• Exercise directions: Retype the passage on the Church of the Holy Sacrifice from "Locsin studied at" up to and including "in his designs.".

• Selected passage:
————
Once dubbed a “flying saucer,” the Parish (Church) of the Holy Sacrifice is a Modernist expression which embodies the complex colonial history of the Philippines. Located on a university campus in Quezon City (formerly the capital of the nation, now a part of the Metro Manila National Capital Region), the domed concrete church was the product of Filipino architect Leandro Locsin, and of three other national artists who contributed to the building’s interior. Locsin’s design, which combines elements of traditional Filipino architecture with postwar International aesthetics, is a potent symbol of a newly-independent nation following centuries of imperial control.
The Republic of the Philippines was one of the many governments to rise from the ashes of the Second World War. The new country’s independence on July 4, 1946, saw the Filipino people liberated from imperial control for the first time since Spain took control of the archipelago in the late 16th Century. The colony passed from Spain to the United States in 1898 as a result of the Paris Treaty that ended the Spanish-American war. Plans to transition the colony to independence were delayed by the outbreak of the war and subsequent Japanese invasion in 1941. At the war’s end, the Philippines was finally given its long-awaited freedom, but at enormous cost: its capital, Manila, had been almost totally destroyed during Japan’s retreat from the islands.
One of the most prominent architectural losses caused by the conflict were the country’s many Catholic churches. Catholicism had reigned supreme on the islands since the arrival of conquistador Miguel Lopez de Legazpi in 1565; the missionaries attending him, along with their brethren to follow, erected hundreds of Baroque, Neo-Gothic, and Rococo churches throughout the Spanish imperial era. These structures, which typically dominated the central squares of colonial communities and served as fortifications for the Japanese, became primary targets toward the end of the occupation. When the time came to rebuild, the process was carried out by a new wave of architects trained or influenced by the United States – among them, Leandro Locsin.
Locsin studied at the University of Santo Tomas in Manila between 1947 and 1953. The prevailing trend in Filipino architectural practice at the time was to emulate the Modernist architecture of the West, an attitude which stemmed from the impression that such buildings represented order, progress and sophistication. More traditional architecture, especially indigenous design, was popularly seen as unsophisticated. Although Locsin worked in the Modernist style, he was noted as being one of the only contemporary designers to capture a “distinct Philippine look” in his designs.
Shortly after Locsin’s graduation from the UST, he was commissioned by Frederic Ossorio to design a school chapel for the Victorias Milling Corporation. Once the design was underway, however, Ossorio was called away to the United States, and the project ultimately fell through. In 1954, Locsin met Father John Delaney, who was seeking an architect to design a chapel for the University of the Philippines campus at Diliman. With permission from Ossorio, Locsin adapted his previous design for the university.
Delaney’s primary directive for the project was that the chapel should reflect the spirit of the youths who would worship there. Noting that the students tended to sing the Mass in unison, Locsin drafted a circular plan that dissolved the traditional boundary between the congregation and choir. This egalitarian sensibility was further enforced by the placement of the altar at the center of the chapel; a symbolic gesture that, while in line with Delaney’s wishes, was found ill-suited to traditionally linear Catholic rites. There was no single, defined entry point, with several entrances distributed evenly around the perimeter of the chapel. The space was sheltered by a concrete dome, supported by reinforced columns and a ring beam; the apparent lightness of this structure earned the Parish its nickname, “the flying saucer.”
————
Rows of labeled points
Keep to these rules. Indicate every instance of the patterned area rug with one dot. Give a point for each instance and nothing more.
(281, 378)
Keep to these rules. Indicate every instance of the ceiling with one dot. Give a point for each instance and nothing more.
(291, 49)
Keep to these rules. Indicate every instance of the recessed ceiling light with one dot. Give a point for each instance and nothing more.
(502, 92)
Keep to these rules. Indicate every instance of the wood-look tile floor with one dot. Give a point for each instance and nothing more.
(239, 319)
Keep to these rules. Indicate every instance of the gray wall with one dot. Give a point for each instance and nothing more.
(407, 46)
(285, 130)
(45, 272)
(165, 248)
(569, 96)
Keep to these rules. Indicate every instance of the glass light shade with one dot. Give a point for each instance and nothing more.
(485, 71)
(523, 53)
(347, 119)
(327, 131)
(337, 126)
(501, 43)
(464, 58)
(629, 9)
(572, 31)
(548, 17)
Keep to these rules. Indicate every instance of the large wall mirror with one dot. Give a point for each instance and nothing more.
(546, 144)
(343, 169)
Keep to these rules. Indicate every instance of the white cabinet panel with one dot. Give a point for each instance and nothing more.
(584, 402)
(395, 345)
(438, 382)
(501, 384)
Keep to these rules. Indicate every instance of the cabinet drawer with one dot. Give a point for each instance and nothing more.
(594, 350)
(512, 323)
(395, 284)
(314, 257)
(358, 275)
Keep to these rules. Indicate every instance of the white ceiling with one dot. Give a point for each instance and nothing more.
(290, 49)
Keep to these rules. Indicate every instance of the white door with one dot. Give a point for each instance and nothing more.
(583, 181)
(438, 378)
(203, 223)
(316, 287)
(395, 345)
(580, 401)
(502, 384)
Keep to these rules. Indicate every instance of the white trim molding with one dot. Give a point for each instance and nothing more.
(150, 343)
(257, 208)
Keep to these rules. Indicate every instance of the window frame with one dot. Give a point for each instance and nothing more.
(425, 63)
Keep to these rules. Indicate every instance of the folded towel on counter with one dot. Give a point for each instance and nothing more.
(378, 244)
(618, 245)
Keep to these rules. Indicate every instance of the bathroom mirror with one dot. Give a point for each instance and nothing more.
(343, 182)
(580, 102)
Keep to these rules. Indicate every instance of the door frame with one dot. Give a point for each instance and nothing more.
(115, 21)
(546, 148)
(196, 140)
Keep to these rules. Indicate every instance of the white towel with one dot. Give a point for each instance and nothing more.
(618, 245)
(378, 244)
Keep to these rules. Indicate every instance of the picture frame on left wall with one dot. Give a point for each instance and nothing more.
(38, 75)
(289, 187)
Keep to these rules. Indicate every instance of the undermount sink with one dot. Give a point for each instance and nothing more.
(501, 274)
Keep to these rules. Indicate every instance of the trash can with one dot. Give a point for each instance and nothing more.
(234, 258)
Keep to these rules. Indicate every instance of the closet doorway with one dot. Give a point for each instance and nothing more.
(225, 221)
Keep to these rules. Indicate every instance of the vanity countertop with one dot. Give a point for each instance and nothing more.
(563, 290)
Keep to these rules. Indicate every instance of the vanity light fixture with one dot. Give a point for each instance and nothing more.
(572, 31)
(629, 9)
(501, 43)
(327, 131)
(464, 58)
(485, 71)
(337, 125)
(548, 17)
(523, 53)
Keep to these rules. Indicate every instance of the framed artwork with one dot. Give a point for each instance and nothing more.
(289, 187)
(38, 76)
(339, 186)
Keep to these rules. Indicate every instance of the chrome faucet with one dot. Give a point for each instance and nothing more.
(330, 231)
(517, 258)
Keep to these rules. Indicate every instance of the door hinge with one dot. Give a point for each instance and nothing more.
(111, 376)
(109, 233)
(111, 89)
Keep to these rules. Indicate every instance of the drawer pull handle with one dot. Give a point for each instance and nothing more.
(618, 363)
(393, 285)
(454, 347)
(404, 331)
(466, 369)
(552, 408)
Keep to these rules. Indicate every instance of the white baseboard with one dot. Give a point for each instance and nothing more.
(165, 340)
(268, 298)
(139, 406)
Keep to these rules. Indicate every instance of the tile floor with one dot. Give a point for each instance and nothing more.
————
• Output:
Locsin studied at the University of Santo Tomas in Manila between 1947 and 1953. The prevailing trend in Filipino architectural practice at the time was to emulate the Modernist architecture of the West, an attitude which stemmed from the impression that such buildings represented order, progress and sophistication. More traditional architecture, especially indigenous design, was popularly seen as unsophisticated. Although Locsin worked in the Modernist style, he was noted as being one of the only contemporary designers to capture a “distinct Philippine look” in his designs.